SOURCE PASSAGE:
It looks like light at the tunnel for some hardworking home care workers. The Centers for Medicaid and Medicare Services approved the federal funds for bonuses and health care that were negotiated as part of a labor package in May.
The approval marks the first time these more than 11,000 workers will have access to a stipend to off-set the cost of health insurance and a long-awaited bonus.
SEIU 1199NE, which has been fighting Gov. Ned Lamont’s administration for access to the funding approved in the contract, said they were grateful.
“We would like to extend our sincere gratitude to Gov. Lamont and his team for their hard work in shepherding this contract through CMS for approval,” SEIU 1199NE President Rob Baril said. “This is a significant step towards lifting long-term care workers out of poverty and providing them with the economic justice they deserve.”
The union had long argued that the state could put up its $22 million to start funding those parts of the contract while waiting for the additional $28 million, but the administration refused.
SEIU 1199NE, which represents the workers, estimates that over 2,000 of the 11,000 home care workers covered by the contract would meet the eligibility requirements to purchase health insurance through the exchange with the stipend.
“As Dr. Martin Luther King said, ‘Of all the forms of inequality, injustice in healthcare is the most shocking and inhumane.’ This funding is an investment in economic, racial and gender justice. The home care industry, whose workforce is majority women, and people of color here in Connecticut, is rapidly growing. We will keep working with state leaders like Gov. Lamont to make sure that these caregivers and their home care consumers will be able to meet their most basic needs as human beings who deserve to live with dignity,” said Baril.

INFORMATION PROVIDED:
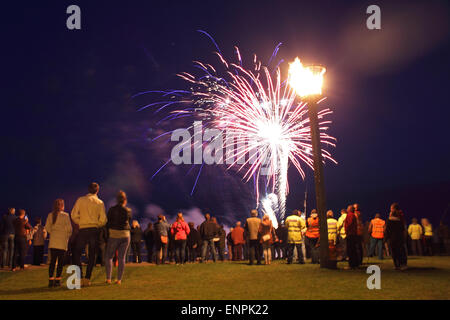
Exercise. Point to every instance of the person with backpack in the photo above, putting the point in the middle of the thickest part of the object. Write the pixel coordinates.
(180, 230)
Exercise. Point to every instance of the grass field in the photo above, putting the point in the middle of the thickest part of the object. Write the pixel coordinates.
(426, 278)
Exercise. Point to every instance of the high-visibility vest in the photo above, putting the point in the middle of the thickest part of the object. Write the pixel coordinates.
(341, 227)
(415, 231)
(428, 230)
(295, 226)
(332, 229)
(313, 228)
(377, 228)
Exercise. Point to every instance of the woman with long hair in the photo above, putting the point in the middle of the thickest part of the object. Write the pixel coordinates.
(180, 231)
(59, 226)
(136, 238)
(118, 226)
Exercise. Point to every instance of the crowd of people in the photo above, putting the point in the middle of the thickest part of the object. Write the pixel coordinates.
(107, 238)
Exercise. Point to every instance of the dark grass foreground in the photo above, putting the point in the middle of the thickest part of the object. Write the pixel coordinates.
(427, 278)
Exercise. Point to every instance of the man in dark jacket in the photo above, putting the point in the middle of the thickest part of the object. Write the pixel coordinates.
(220, 245)
(7, 237)
(208, 231)
(161, 239)
(193, 242)
(351, 230)
(230, 245)
(252, 227)
(395, 236)
(21, 226)
(280, 246)
(149, 237)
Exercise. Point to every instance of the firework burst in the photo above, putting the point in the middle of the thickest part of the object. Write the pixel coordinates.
(266, 128)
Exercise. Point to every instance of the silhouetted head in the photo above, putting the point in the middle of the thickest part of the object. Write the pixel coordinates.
(93, 188)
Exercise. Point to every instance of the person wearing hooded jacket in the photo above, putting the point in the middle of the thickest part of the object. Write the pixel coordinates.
(180, 231)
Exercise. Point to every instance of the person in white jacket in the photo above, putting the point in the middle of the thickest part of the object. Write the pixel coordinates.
(89, 213)
(59, 227)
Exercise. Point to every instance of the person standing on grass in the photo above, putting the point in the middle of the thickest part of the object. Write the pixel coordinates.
(21, 227)
(376, 230)
(395, 235)
(360, 233)
(118, 226)
(296, 227)
(193, 242)
(208, 231)
(59, 227)
(332, 227)
(89, 214)
(415, 232)
(312, 236)
(220, 243)
(351, 225)
(136, 238)
(282, 235)
(7, 237)
(149, 238)
(180, 230)
(39, 235)
(267, 236)
(230, 245)
(428, 234)
(342, 242)
(252, 227)
(237, 236)
(162, 229)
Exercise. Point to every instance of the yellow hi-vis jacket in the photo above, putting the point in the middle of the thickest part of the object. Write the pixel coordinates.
(341, 227)
(428, 230)
(332, 229)
(415, 231)
(295, 225)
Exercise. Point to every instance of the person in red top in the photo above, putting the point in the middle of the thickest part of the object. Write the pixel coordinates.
(237, 235)
(351, 229)
(180, 231)
(21, 226)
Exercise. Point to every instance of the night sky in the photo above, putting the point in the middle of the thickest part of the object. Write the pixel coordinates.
(68, 116)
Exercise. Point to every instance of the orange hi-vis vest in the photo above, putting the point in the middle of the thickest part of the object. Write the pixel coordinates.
(313, 228)
(377, 228)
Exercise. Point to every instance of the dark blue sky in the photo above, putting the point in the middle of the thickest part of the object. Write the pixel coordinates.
(68, 116)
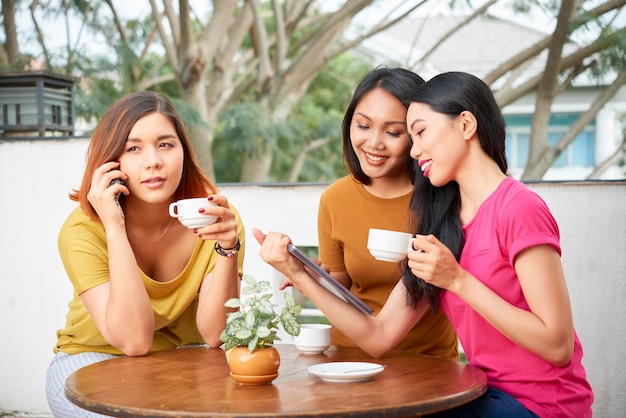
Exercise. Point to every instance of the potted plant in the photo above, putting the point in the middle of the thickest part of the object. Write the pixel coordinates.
(251, 331)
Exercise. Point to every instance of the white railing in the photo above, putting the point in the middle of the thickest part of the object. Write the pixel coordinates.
(37, 175)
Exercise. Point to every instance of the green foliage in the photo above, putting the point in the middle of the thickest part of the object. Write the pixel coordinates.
(255, 324)
(316, 117)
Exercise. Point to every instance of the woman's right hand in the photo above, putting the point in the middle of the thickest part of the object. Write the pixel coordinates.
(102, 194)
(274, 252)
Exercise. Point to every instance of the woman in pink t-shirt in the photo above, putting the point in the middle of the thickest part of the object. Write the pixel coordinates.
(488, 255)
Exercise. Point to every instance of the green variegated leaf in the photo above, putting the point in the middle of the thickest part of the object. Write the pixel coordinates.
(243, 334)
(266, 307)
(291, 325)
(262, 332)
(250, 319)
(255, 323)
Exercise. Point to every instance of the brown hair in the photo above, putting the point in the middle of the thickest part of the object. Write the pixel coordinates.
(108, 142)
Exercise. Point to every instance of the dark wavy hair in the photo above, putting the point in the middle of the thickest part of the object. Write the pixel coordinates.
(437, 208)
(108, 142)
(400, 83)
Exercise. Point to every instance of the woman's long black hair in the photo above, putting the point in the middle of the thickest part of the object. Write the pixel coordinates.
(435, 210)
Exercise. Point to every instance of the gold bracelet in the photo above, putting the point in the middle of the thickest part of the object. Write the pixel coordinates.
(227, 252)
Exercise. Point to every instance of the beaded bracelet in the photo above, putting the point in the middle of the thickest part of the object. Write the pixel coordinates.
(227, 252)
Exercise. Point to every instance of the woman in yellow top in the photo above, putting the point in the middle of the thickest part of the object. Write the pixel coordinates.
(142, 281)
(376, 194)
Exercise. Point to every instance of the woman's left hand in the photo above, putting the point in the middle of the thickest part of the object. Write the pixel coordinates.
(224, 230)
(434, 262)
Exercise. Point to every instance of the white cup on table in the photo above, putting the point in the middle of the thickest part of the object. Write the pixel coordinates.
(187, 212)
(386, 245)
(313, 338)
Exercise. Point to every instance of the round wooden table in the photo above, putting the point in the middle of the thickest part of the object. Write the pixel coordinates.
(195, 382)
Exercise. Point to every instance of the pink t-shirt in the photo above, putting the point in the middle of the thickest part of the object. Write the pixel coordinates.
(512, 219)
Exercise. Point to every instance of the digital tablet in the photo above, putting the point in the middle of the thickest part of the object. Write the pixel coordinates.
(328, 282)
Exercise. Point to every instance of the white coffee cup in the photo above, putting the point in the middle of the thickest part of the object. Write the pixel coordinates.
(313, 338)
(186, 211)
(386, 245)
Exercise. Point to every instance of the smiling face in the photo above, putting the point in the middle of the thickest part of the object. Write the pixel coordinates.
(439, 143)
(378, 135)
(153, 159)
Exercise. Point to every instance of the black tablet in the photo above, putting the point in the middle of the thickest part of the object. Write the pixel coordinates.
(328, 282)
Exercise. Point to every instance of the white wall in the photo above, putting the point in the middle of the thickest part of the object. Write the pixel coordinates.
(35, 291)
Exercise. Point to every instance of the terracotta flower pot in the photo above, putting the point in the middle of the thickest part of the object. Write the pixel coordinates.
(253, 368)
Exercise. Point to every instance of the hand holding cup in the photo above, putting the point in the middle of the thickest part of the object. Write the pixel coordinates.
(188, 212)
(386, 245)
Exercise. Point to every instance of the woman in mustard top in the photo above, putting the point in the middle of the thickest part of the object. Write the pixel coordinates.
(142, 281)
(376, 194)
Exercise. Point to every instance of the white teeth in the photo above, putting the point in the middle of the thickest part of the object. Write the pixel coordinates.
(374, 157)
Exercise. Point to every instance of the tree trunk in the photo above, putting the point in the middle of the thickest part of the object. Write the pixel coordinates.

ACTION ITEM A: According to the home care article, how many of the covered workers does SEIU 1199NE estimate would be eligible to buy insurance through the exchange with the stipend?
ACTION ITEM B: Pick up the home care article after its final sentence and carry it on.

EXERCISE RESULT A: Over 2,000 of the 11,000 home care workers covered by the contract.

EXERCISE RESULT B:
The union is asking the state for a deadline extension for PCAs to purchase health insurance plans on the exchange to April 15, allowing workers enough time to take full advantage of these benefits.
In a statement Tuesday, the administration said the exchange would offer an additional enrollment period for the workers.
“Access Health CT will provide a Special Enrollment Period for eligible PCAs to use the new premium stipend after the January 15 deadline to purchase affordable healthcare on the exchange,” Anthony Anthony, Lamont’s chief spokesman, said. “Details will be available and will be communicated with the union prior to the end of regular enrollment.”
In addition to receiving a health insurance stipend and up to five days of paid time off per year for the first time, PCAs will also receive a 6% retroactive lump sum bonus for all hours worked from April 2021 through March 2022. The bonus is scheduled to be paid by January 9, 2023.
Home care workers earn around $17 an hour and many have never had access to health insurance.